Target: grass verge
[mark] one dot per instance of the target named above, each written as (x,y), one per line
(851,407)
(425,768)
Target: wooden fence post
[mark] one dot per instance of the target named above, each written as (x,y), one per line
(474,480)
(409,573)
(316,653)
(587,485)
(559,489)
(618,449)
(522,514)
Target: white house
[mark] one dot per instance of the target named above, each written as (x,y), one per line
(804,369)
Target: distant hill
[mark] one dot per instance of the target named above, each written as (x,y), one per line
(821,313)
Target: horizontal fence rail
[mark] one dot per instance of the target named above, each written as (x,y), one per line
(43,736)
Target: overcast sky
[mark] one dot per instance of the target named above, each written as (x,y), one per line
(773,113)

**INSTRUCTION**
Rewrite all of the records above, replacing "dot" with "point" wherever it occurs and changing nothing else.

**ANSWER TO THIS EXERCISE**
Target: grass verge
[mark] one point per instance of the target named above, each written as (x,y), one per line
(851,407)
(425,768)
Target: wooden fence post
[mark] one point per instance of the target named above, each written as (x,y), one per line
(474,480)
(409,573)
(316,653)
(587,485)
(559,489)
(618,449)
(522,514)
Target: white house
[mark] one point per instance of the target named above, each written as (x,y), one per line
(804,369)
Target: distant hill
[mark] one point per instance of the target named above, each written as (x,y), one per line
(821,313)
Target: horizontal fence rail
[mark] one point per instance of the target named above, each written as (x,y), one per line
(43,736)
Target: overcast sky
[mark] one point per instance of the target named above, each written as (x,y), one per line
(773,113)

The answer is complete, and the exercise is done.